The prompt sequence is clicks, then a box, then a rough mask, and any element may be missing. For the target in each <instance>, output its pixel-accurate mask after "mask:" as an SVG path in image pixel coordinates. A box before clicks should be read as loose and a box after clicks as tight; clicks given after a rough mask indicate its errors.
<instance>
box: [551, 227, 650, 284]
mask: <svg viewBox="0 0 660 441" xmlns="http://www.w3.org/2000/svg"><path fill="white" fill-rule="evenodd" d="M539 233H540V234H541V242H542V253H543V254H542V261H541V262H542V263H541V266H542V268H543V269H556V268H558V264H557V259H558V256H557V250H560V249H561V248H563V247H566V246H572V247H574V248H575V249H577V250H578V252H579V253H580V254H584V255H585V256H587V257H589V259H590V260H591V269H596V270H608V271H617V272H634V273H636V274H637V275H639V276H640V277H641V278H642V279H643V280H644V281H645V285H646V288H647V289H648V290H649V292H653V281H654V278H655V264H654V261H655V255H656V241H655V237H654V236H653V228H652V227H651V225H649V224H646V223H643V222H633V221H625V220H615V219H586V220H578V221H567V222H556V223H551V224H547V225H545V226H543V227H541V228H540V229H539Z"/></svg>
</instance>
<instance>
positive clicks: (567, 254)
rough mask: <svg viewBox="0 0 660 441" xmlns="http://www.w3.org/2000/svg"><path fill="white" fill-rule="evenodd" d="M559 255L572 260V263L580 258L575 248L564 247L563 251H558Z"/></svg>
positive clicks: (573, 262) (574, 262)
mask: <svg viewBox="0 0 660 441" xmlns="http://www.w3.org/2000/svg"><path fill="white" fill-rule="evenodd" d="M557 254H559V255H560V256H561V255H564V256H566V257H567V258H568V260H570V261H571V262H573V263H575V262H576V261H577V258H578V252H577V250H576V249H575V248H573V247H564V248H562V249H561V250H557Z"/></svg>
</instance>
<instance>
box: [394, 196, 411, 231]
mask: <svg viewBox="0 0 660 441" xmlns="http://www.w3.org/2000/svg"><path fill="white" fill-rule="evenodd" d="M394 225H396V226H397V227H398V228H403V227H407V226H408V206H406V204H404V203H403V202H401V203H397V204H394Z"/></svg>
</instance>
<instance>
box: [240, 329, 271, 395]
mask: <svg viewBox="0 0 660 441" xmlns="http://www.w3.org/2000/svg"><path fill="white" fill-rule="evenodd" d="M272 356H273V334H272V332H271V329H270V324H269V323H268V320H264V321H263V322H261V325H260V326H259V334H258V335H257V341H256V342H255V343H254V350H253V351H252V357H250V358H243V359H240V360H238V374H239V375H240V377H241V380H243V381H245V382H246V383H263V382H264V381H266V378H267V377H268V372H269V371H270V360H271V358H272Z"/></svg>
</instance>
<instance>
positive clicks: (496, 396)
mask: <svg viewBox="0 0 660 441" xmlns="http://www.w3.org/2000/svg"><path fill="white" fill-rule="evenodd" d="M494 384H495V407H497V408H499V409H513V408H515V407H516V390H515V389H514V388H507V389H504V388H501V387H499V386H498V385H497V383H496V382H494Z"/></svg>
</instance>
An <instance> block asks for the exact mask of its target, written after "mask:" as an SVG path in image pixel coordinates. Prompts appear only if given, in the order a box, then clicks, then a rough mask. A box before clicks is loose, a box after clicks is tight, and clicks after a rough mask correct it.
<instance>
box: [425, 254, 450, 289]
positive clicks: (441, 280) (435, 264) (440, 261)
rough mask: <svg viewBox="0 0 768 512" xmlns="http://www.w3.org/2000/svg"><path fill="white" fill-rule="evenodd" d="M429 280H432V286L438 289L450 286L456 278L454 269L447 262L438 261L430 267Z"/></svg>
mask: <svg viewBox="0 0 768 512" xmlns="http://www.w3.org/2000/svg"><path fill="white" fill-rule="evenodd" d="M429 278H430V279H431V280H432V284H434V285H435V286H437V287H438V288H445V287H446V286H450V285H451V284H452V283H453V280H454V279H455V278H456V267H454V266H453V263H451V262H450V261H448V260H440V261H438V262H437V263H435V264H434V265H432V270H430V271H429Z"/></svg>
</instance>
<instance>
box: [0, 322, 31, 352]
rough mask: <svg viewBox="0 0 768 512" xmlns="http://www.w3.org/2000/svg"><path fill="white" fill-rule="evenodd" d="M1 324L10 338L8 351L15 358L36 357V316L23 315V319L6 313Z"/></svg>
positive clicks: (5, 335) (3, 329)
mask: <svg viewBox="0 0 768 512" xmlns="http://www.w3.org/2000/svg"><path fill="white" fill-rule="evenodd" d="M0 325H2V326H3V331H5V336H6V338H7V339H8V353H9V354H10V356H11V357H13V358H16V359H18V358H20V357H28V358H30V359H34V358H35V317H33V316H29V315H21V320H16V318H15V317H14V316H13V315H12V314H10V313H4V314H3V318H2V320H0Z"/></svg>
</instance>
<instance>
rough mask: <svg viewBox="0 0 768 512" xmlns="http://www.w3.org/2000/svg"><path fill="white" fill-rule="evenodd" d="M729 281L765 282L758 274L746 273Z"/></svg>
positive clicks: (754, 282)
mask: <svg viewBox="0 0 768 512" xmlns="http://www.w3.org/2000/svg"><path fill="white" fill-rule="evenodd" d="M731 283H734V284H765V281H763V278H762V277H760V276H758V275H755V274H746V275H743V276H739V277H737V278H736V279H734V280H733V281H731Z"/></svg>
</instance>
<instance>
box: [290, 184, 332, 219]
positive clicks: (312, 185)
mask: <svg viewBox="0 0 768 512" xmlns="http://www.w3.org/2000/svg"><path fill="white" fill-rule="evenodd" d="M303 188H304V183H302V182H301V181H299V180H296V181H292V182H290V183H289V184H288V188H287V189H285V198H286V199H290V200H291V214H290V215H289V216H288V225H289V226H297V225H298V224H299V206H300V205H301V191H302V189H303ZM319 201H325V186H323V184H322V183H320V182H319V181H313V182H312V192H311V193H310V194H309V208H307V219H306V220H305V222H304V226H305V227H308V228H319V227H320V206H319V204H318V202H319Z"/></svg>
○ ○ ○ ○
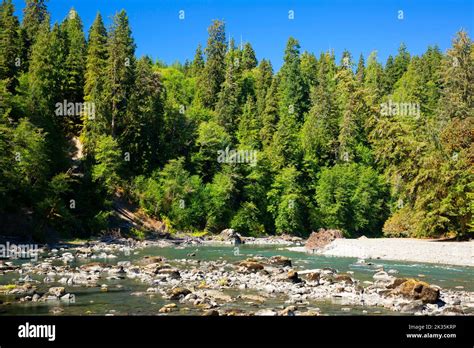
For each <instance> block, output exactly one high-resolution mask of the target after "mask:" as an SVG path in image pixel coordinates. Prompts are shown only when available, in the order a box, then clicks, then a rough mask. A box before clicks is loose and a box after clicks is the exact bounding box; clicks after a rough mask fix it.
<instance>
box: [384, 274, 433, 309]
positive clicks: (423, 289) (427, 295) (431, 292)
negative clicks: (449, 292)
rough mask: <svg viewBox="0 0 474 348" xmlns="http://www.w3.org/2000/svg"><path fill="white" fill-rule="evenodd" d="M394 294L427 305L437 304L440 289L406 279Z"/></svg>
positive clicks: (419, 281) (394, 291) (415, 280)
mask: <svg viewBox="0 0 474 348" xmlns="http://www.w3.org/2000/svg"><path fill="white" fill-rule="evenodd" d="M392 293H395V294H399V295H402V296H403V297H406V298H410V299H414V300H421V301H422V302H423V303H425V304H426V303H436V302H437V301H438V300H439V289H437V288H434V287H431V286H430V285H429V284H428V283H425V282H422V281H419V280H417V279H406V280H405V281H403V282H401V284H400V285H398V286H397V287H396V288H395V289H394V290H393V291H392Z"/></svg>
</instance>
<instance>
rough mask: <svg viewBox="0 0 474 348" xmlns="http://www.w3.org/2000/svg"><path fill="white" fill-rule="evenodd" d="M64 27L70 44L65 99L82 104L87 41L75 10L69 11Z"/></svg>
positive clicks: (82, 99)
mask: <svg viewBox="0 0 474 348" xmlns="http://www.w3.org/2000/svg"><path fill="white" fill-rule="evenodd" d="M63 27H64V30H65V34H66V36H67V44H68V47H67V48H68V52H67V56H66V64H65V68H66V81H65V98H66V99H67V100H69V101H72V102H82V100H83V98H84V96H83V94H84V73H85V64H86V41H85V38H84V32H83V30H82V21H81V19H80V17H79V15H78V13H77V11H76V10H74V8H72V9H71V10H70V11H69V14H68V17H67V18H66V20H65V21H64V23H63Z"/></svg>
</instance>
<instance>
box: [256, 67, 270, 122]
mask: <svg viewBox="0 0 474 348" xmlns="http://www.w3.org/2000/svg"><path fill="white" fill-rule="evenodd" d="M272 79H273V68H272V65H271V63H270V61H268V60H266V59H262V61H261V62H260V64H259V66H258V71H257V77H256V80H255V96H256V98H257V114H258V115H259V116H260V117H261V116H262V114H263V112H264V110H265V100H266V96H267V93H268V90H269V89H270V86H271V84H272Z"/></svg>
○ ○ ○ ○
■ Work task: Lines that contain the word "given": how many are there in the data? Give the number and nothing else.

■ Answer box: 2